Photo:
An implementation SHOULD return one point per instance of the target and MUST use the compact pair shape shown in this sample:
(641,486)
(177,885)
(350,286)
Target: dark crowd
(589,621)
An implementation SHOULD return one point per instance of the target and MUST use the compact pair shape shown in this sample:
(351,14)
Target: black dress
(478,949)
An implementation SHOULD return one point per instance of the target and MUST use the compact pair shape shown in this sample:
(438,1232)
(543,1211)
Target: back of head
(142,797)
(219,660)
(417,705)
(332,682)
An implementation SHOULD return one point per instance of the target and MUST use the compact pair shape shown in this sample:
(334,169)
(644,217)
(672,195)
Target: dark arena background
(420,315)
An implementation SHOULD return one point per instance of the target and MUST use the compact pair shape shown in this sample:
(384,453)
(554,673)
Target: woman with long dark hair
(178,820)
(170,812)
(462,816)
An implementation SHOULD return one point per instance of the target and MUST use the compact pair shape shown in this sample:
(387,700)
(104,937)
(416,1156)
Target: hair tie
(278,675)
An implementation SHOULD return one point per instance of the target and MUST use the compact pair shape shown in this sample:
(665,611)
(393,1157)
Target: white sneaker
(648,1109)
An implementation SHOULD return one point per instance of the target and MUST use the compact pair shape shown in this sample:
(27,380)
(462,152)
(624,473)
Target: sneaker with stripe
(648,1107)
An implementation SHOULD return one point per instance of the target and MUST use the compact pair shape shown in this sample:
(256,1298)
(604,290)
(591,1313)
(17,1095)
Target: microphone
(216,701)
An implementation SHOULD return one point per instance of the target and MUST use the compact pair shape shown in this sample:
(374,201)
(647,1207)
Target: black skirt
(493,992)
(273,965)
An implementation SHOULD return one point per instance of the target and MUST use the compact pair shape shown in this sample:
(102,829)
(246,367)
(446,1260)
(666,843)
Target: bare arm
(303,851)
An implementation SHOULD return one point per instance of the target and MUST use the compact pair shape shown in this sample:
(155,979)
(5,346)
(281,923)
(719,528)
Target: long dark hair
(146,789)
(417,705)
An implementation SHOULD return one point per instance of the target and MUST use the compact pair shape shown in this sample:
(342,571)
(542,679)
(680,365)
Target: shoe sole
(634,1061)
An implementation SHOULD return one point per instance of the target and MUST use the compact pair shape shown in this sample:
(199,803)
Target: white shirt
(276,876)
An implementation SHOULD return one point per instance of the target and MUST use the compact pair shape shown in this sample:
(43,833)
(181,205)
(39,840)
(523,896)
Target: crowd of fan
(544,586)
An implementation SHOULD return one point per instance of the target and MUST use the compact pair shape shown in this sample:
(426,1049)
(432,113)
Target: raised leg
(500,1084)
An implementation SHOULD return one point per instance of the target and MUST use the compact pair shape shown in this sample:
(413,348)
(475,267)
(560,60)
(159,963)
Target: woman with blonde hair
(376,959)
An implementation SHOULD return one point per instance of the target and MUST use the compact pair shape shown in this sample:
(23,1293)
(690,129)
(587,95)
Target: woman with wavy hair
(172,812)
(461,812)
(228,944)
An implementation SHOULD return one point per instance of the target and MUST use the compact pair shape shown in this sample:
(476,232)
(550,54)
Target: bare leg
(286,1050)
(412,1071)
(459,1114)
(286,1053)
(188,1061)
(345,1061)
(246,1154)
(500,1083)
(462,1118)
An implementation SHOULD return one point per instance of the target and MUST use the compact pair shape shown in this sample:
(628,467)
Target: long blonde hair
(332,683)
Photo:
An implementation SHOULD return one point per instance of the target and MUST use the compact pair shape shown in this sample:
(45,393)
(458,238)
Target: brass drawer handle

####################

PROBLEM TO WORK ON: Go through the material and set every line down again exactly.

WRITTEN ANSWER:
Photo:
An implementation SHOULD return one point per instance of the target and MUST use the compact pair shape shown in this sample:
(641,486)
(177,885)
(350,286)
Target: dark crowd
(589,621)
An implementation SHOULD return one point per instance of the target and MUST use the compact pair shape shown in this sample:
(351,14)
Target: black dress
(478,949)
An implementation SHOULD return one point per instance of the target and MUST use the compact pair shape shown in this sample:
(438,1232)
(543,1211)
Target: back of head
(142,797)
(219,660)
(417,705)
(332,682)
An implementation SHOULD return one point per instance of the target and MUST use the compact pair shape shown in this sample:
(334,169)
(644,217)
(672,195)
Target: dark arena background
(420,315)
An implementation SHOULD return one point per instance of the target and MUST use the compact pair shape shown in this sample:
(384,453)
(554,673)
Target: woman with long dark hair
(178,820)
(170,812)
(462,816)
An implementation SHOULD return one point per instance of the target and MUST use the compact pair shape shown in this sample:
(387,700)
(104,937)
(416,1156)
Target: hair tie
(278,675)
An implementation SHOULD return one point per instance of the target and MUST use the compact pair shape shown in this sample:
(665,611)
(393,1157)
Target: white sneaker
(648,1109)
An implementation SHOULD return one point per instance of the target and MUST use the compact pair shape shown in this sample:
(27,380)
(462,152)
(624,473)
Target: sneaker with stripe
(648,1107)
An implementation SHOULD return one point per instance of the target and MUST use the compact pair shape shown in this sample:
(256,1298)
(604,290)
(591,1313)
(17,1095)
Target: microphone
(216,701)
An implementation SHOULD return one point per instance of the target and MUST use the compact pair shape shown in this sample:
(374,201)
(647,1207)
Target: black skirt
(493,992)
(273,965)
An implementation SHOULD return one point per instance of the target and MUST use the compact pair shape shown in this sample:
(102,829)
(246,367)
(446,1260)
(666,843)
Target: bare arm
(303,851)
An implementation SHOULD return one point per instance of the target and MUST use the compact pair shape shown in this sample:
(155,979)
(5,346)
(281,923)
(719,528)
Target: long dark hair
(146,789)
(417,705)
An implementation SHOULD return one point per instance of the target and MUST use the compact pair shape shown in this sample:
(342,571)
(542,679)
(680,365)
Target: shoe sole
(634,1061)
An implementation SHOULD return one point per instance of the target and MUST use the compact pair shape shown in this sample:
(199,803)
Target: white shirt
(276,876)
An implementation SHOULD return one point per instance of the target and MUST use the compact pair shape shown in this sample:
(43,833)
(181,205)
(39,840)
(523,896)
Target: crowd of fan
(544,586)
An implementation SHOULD return one point per instance of the target and MUST use the compact pair shape shown in this sample:
(426,1049)
(432,113)
Target: raised leg
(500,1084)
An implementation SHOULD return one point per instance of the target and MUST use the compact pair shape shown in this sample:
(413,348)
(475,267)
(560,60)
(159,963)
Target: woman with blonde hair
(376,959)
An implementation SHOULD return one point per instance of the target and MUST use the compact pair shape shown in this sample:
(23,1293)
(690,129)
(587,95)
Target: woman with wavy hair
(172,812)
(461,812)
(228,944)
An implementation SHOULD return one point per instance of the target and MUST use the compact pair shape shown in this sample:
(476,232)
(550,54)
Target: bare leg
(286,1050)
(412,1071)
(459,1114)
(286,1053)
(188,1061)
(345,1061)
(246,1154)
(500,1083)
(462,1118)
An implementation SHOULD return one point per instance of the target and MUST use the compact pair shape shown in this sample:
(628,467)
Target: long blonde hair
(332,683)
Photo:
An implementation SHOULD return one point per instance of the target and MUST use the compact pair shape shown in this sample:
(45,393)
(458,238)
Target: brass drawer handle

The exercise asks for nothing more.